* QUOTED PASSAGE *
------------------------------------

At today's 1300 GMT position report, Anders Lewander's Ericsson 3 was placed fourth, 20 nautical miles behind fleet leaders Telefónica Blue and Puma, which had 3,513 miles to the finish. Torben Grael's overall race leader Ericsson 4 was fifth, 28 miles off the lead.
A clear split has occurred in the fleet, between the northern pack and southern pack. The blue Ericsson boats were leading the southern pack and separated north-to-south by about 14 miles. Their position means less distance to the scoring gate along 058E longitude, but more distance to the finish in Cochin, India, than the boats to the north, which are some 80 miles away.
"Ericsson 3 looks slightly better positioned for the longer term. Ericsson 4 has gotten a little too far south and could likely jibe in behind Ericsson 3 at some point," said Chris Bedford, Ericsson Racing Team meteorologist. "There is even a chance that Ericsson 3 could do a little better here and beat Ericsson 4 to the scoring line sometime late tomorrow. The next 36 hours will be critical."
Ericsson Racing Team's choice of course has positioned them to collect the points at the scoring gate and set up to the east of the fleet for the Indian Ocean trade winds and reaching conditions up to the finish. The plan won't be realized for perhaps another five days, when the fleet has cleared the gate and made its turn northwards.

------------------------------------

* PROVIDED RECORDS *
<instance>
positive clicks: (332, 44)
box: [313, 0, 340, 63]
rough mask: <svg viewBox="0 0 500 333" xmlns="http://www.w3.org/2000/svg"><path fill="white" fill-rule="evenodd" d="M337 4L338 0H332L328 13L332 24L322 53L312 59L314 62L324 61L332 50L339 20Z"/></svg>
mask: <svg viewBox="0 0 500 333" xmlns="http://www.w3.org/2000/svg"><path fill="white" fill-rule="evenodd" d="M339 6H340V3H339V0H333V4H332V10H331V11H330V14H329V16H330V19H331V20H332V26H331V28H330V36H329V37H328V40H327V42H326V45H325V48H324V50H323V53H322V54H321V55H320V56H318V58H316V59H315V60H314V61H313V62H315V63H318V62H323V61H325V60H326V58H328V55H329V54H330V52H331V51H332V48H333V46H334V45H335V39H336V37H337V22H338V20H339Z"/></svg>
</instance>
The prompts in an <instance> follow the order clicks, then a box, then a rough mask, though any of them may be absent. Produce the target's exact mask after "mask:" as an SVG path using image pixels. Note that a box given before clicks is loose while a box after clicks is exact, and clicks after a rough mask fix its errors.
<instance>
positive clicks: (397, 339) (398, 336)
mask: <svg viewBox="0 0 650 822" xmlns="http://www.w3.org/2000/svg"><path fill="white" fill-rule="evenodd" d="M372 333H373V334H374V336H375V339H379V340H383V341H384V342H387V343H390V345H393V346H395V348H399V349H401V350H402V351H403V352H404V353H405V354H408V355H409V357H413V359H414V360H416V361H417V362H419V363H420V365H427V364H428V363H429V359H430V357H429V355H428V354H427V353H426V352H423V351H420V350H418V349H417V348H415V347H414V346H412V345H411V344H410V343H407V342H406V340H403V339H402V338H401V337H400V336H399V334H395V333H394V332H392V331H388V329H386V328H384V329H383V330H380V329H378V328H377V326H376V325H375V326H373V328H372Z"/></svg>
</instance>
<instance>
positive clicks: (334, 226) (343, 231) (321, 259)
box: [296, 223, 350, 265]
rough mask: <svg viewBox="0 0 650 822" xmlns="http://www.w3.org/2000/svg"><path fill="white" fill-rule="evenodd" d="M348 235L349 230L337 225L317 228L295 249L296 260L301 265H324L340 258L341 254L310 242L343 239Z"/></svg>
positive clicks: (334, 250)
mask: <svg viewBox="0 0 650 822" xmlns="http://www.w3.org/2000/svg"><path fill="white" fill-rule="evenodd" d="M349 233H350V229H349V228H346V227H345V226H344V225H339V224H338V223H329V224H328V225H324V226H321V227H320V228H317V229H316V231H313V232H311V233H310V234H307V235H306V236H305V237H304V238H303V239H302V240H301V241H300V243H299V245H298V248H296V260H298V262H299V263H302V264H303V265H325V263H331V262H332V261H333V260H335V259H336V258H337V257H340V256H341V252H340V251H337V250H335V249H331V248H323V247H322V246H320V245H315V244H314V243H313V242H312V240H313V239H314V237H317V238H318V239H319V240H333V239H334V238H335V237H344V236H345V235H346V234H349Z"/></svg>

------------------------------------

* TASK DESCRIPTION *
Answer these questions from the race report:
(a) At the 1300 GMT position report, how many nautical miles behind the fleet leaders was Ericsson 3?
(b) Along which longitude does the scoring gate lie?
(c) Which span of time did the meteorologist call critical?

* EXPECTED ANSWER *
(a) 20 nautical miles
(b) 058E
(c) The next 36 hours